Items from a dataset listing
§ §
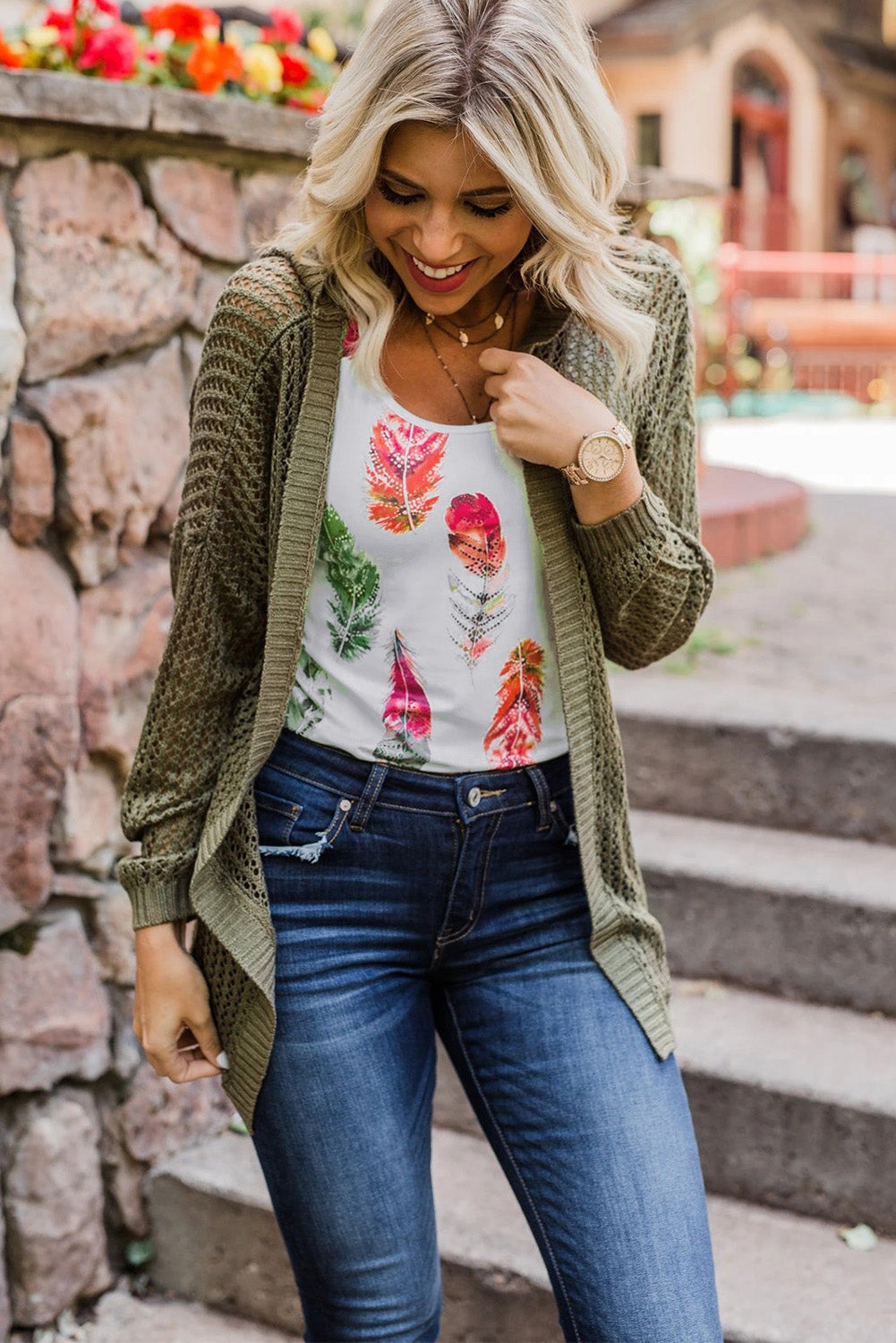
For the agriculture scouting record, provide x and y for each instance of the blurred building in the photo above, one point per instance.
(788, 110)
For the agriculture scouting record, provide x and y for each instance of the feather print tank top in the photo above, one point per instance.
(427, 637)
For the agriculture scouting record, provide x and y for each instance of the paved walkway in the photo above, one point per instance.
(820, 618)
(845, 456)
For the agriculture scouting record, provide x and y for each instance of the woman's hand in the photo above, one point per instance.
(542, 416)
(539, 414)
(172, 1017)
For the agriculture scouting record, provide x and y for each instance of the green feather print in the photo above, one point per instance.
(305, 706)
(354, 579)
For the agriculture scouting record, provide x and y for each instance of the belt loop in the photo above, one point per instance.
(543, 794)
(375, 781)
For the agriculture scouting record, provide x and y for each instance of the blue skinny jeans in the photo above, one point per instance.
(408, 902)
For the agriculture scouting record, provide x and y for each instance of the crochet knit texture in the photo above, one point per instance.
(630, 588)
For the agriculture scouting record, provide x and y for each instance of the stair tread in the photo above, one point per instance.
(789, 862)
(802, 1049)
(782, 1278)
(738, 706)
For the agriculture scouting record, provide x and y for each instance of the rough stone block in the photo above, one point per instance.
(124, 626)
(31, 480)
(98, 274)
(201, 204)
(124, 438)
(56, 1246)
(55, 1014)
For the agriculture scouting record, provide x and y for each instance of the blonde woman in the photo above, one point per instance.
(442, 467)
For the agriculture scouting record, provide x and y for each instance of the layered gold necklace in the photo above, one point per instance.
(464, 338)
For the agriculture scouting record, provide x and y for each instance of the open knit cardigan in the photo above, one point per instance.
(629, 588)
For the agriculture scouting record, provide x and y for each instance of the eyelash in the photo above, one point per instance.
(397, 199)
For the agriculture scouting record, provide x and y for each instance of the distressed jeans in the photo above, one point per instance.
(408, 902)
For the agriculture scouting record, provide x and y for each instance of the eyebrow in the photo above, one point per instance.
(480, 191)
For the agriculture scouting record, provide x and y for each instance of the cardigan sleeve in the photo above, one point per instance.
(219, 586)
(649, 574)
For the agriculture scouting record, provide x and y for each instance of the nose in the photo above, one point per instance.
(437, 239)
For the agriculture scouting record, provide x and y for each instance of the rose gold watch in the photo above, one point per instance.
(601, 456)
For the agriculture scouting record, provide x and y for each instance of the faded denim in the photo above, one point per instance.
(408, 902)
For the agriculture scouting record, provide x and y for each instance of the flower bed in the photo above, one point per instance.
(180, 46)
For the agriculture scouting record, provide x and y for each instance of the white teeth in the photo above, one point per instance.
(437, 274)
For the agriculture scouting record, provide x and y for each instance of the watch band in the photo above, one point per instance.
(619, 432)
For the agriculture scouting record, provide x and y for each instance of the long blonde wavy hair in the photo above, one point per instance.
(520, 78)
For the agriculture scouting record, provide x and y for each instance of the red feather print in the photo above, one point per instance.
(407, 716)
(402, 473)
(476, 539)
(516, 725)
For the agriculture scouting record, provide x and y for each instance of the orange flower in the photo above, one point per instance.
(309, 99)
(187, 21)
(294, 69)
(286, 27)
(211, 64)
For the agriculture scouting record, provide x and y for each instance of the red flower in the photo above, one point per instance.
(10, 58)
(294, 70)
(64, 24)
(211, 64)
(285, 29)
(185, 21)
(112, 53)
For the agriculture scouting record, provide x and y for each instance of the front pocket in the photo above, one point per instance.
(274, 817)
(562, 827)
(292, 829)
§ §
**DIRECTIVE**
Reproduce all of the entries above word for word, leaving out the pictures.

**SOLUTION FOR THIS PROBLEM**
For the agriculture scouting record, provide x and y for each instance of the blurred building in the photo above, one point per instance.
(788, 110)
For the agriculture scouting record, provide x and y for each instance of the feather print tank top in the photo above, one point per instance.
(427, 637)
For the agriculture scouting record, provide x and y for each instance of the paved walkway in the photo above, one point per instance.
(820, 618)
(845, 456)
For the agriculture scouting record, provide x and y for each instance of the woman's hand in the photo above, one point per instance.
(542, 416)
(539, 414)
(172, 1017)
For the agriculture scouting record, provide x and y for each instance of the green feather print in the photo above, one point per instance.
(305, 706)
(354, 579)
For the agriculture scouting record, provide x and y for each instance of the belt loop in the photo above, one point per instance.
(543, 794)
(375, 781)
For the agriculture scouting record, provide x and y for each instance of the blue skinny jeans in the photo above, one point per instance.
(408, 902)
For the agriculture scouting record, provide x and y for each instance of the crochet knit texture in the photo above, one point per instance.
(630, 588)
For the agriculture scouting record, provide x and y for each instance of the stair tread in the photo above, one point per instance.
(789, 862)
(802, 1049)
(782, 1278)
(738, 706)
For the agriculture scouting record, provide x and y for each instance of the rough stone block in the photo above, one point per instance.
(124, 626)
(31, 480)
(98, 274)
(201, 204)
(124, 438)
(56, 1246)
(55, 1014)
For the agriculture scouting record, provide x and y for each instance of the blonde woman in the photo above, one point per instance.
(442, 467)
For the agriculture scouting record, provide x and y for each instance of the layered gold necklace in the photo above, one point per instance.
(464, 338)
For the agriculture scouting record, provide x and y for each instance of the open knit cardigan in the photo above, one point per instance.
(629, 588)
For the agriculture scouting record, provide x and y for each instance of the eyelash in the photo above, one point per instance.
(397, 199)
For the agriculture scouting record, provide x and y for each instance of the distressed jeans in the photo above, one point per instance.
(408, 902)
For the agriculture scouting record, provide x and y for each instance of the eyebrow in the photo above, one point per instance.
(480, 191)
For the agriculture scouting record, provide x and y for each instance of the cardigan sleeve in the photo above, one point per instance.
(219, 586)
(649, 574)
For the agriculture scouting record, provide x and y for each instance of the nose in the photo above, one point per instance.
(437, 239)
For the agriculture scouting record, provide x and y for each instance of the rose gold watch in the photo above, one point per instance.
(601, 456)
For the agriculture scouting record, provide x and y for each instance of the faded denim in the photo above, one point per instance.
(408, 902)
For the agriculture scouting record, provide x and y for each instance of the flower bed in the photo above, one point per instance.
(180, 46)
For the agriculture scouting record, provide x and y for each instance of the white teeth in the photo above, one point per instance.
(437, 274)
For the agriculture scouting record, provide x and y for each instance of the watch band in the photo above, one point per instance.
(619, 432)
For the agriculture scouting record, provide x and y for each instance of the long blonde wavy hair in the photo above, one point per instance.
(520, 78)
For the agriculture scouting record, provide x and y for each instance of the red feather print in the photo above, one point per instance.
(407, 716)
(402, 473)
(476, 539)
(516, 725)
For the agriculture scouting record, provide x and y for each instance of the orange flower in the photo above, one point per instance.
(309, 99)
(187, 21)
(294, 69)
(286, 27)
(211, 64)
For the agriculture scouting record, provide x and y for each instance of the red flower in the photo above, one point per instance.
(10, 58)
(294, 70)
(64, 24)
(211, 64)
(285, 29)
(185, 21)
(112, 53)
For the agriculture scouting record, provide x and y for each instance of the front pocket in the photo above, one point per instance.
(274, 817)
(562, 827)
(292, 829)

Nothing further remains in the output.